» **Reading passage**

Home page/SEO Guide/Technique/Generate a sitemap and improve the exploration of your site by robots

How to create a good sitemap? We will give you all the tips in this article.

Contents

What is a sitemap?

A sitemap is a file that provides search engines with detailed information on all pages, their relationships and their contents (images, videos ...). It helps Google and other search engines to crawl a site in a more intelligent way. Each item in the list is directly linked to the corresponding categories of the site. Generally speaking, the sitemap is recommended for all sites, but small websites containing only a few pages can do without it. All the big sites should be interested in creating one to improve the exploration of their pages by search engines. The sitemap is also recommended for sites with weaknesses in their internal linking. Some pages can indeed be difficult to access because they are not naturally linked. The sitemap is also useful for new sites that receive few backlinks, which does not encourage Google to browse the entire site.
Be careful, if it is tempting to make the shortcut sitemap = indexing of all pages, in reality it has only an indirect influence. It simply allows Google to find the pages, but it will be the only judge of their quality and of the utility to index them. That said, by submitting an XML sitemap in the Google Search Console, you tell Google which pages you consider as quality pages. If they are really quality pages, then you put all the chances on your side to see them appear in the SERPs.

What can a sitemap contain?

Before you start creating a sitemap, you should ask yourself which pages deserve to be included. Always start by thinking about the relevance of a URL: would it be a good result on Google? Does it meet a user need? If not, then don't include it. However, this does not mean that it will not be indexed or crawled. If you definitely want to exclude it from the search results, the no-index meta tag is required.

The internal URLs of the site

The first utility of the sitemap is to simply list the internal URLs of a site. The advantage of the XML format is that it allows you to add metadata, which will enrich this list of URLs.
We can notably add:

  • A notion of temporality, such as the date of the last URL modification.
  • The modification frequency.
  • The degree of importance of the URL in the site’s internal linking.

Of course, as always, Google remains very vague about the real impact of this metadata. But when in doubt, why deprive yourself of it?

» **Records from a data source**
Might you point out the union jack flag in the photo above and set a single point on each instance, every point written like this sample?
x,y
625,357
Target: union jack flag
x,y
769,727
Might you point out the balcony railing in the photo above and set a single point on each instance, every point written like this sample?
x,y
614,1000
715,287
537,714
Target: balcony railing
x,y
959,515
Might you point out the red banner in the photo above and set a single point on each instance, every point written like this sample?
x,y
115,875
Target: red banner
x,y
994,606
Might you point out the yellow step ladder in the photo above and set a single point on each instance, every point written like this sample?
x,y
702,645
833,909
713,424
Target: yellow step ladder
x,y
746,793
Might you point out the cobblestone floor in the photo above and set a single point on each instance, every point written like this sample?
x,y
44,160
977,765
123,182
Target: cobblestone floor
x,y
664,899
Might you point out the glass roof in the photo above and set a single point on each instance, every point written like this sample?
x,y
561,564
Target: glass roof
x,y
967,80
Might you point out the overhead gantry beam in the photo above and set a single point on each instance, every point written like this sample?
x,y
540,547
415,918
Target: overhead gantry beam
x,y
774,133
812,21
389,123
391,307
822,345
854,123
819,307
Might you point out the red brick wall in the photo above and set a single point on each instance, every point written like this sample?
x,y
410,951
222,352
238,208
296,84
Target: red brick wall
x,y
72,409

» **Given exercise**
Continue the article on sitemaps, picking up right after its last sentence.

» **Task answer**
Sitemap-XML

Images and videos

The XML sitemap media or image is not always useful for most sites. Indeed, images and media are usually found in the pages of your sites already present in the list of URLs of your sitemap. They are therefore explored at the same time as the page. Some sites are exceptions, such as those built in the form of a portfolio (often the case for photographers or graphic designers). In these cases, showing an XML sitemap to distinguish media and images from textual content pages can be wise.
To provide Google with useful information about your images, you should add relevant details to the standard sitemap. This includes image type, subject, caption, title, location, etc.

How to create a sitemap?

  • Manually, by creating an XML file. This method is generally not recommended, unless you really know what you are doing! At least it is advised to use an XML editor to create this file.
  • By making a specific development for your site: this method will be the most powerful and will adapt to all the problems of your sites. But it is also the most expensive in terms of resources. Be careful with the maximum number of URLs in a sitemap file, it is sometimes necessary to segment in several files.
  • By using an automatic sitemap generation tool (easily found on Google). This method is tempting: very little work for a professional result! But beware it has a disadvantage of maintainability because if you change something you have to restart the generator each time.

Rules to follow:

  • The XML file must be saved in UTF-8.
  • A sitemap can only list a maximum of 50,000 URLs and the size of the XML file must not exceed 50 MB (52 428 800 bytes).
  • All URLs listed in a sitemap XML file must come from the same host, such as my-domain.com for example.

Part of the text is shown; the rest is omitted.